== Task to complete ==
Rewrite the items starting at the line containing "Indicate the green" and ending at the line containing "Query: buff back plumage", both lines and the requests included, scaling every point coordinate in the answers by 0.6 and rounding to whole numbers, with halves going up. Leave the numbers in the requests and in their sample tuples as they are.

== Data to process ==
· · · ·

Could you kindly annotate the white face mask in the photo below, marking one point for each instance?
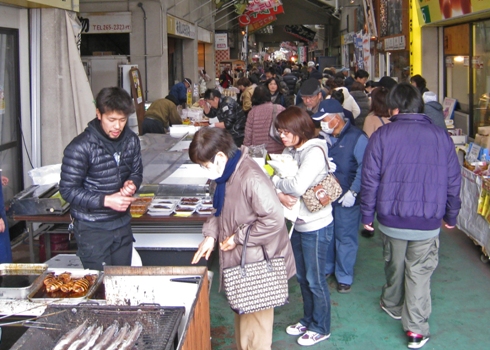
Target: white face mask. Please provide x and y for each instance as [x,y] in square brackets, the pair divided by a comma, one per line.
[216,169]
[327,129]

· · · ·

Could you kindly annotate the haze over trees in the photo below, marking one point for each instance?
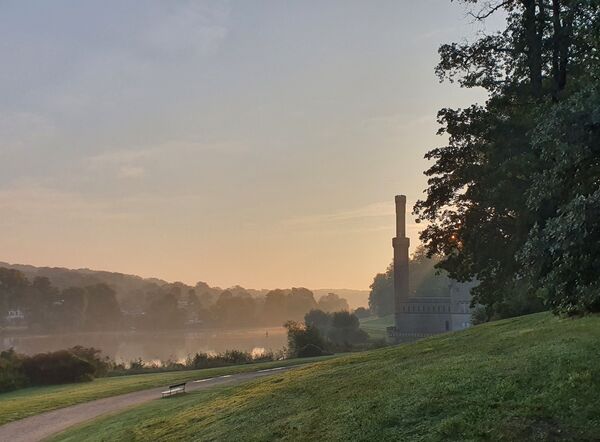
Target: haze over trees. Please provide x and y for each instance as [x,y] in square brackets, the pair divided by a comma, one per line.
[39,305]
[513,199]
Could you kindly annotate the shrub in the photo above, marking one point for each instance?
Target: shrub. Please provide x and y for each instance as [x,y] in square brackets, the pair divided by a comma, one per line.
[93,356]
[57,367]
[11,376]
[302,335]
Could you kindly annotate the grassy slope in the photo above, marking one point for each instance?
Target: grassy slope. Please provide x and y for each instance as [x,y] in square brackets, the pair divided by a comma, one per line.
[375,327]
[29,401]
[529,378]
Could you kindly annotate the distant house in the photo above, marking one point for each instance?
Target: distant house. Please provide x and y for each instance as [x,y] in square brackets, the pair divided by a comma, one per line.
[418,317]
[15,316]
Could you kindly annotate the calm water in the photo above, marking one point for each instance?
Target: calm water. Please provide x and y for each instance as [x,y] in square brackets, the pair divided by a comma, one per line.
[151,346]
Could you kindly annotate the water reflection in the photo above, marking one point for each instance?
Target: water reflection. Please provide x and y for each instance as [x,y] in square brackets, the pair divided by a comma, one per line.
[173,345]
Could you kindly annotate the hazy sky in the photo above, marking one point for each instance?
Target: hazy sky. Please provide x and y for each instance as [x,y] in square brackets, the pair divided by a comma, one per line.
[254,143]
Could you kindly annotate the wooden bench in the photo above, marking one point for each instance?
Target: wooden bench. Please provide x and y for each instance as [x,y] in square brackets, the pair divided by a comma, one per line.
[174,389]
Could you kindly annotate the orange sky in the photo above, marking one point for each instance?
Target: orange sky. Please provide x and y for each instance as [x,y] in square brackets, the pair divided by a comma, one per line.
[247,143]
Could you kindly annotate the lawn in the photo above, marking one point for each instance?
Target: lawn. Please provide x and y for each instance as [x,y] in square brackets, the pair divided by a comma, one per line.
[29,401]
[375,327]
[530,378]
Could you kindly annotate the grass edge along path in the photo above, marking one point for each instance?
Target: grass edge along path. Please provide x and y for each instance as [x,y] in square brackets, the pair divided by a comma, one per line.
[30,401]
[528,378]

· · · ·

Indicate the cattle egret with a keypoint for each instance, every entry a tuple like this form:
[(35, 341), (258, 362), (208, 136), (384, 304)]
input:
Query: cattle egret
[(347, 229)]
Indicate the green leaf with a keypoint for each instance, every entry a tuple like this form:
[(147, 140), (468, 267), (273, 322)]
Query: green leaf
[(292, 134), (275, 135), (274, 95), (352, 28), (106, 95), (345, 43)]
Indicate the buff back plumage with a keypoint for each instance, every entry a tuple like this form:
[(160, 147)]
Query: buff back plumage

· · · ·

== Task answer ==
Indicate the green leaf with a keypoint for each instance, every entry a tuple like this form:
[(147, 140), (468, 267), (273, 322)]
Query: green leaf
[(175, 80), (165, 81), (164, 57), (211, 17), (64, 57), (207, 26)]
Indicate the buff back plumage with a keypoint for each instance, every entry a tuple like this form:
[(160, 147)]
Query: buff back plumage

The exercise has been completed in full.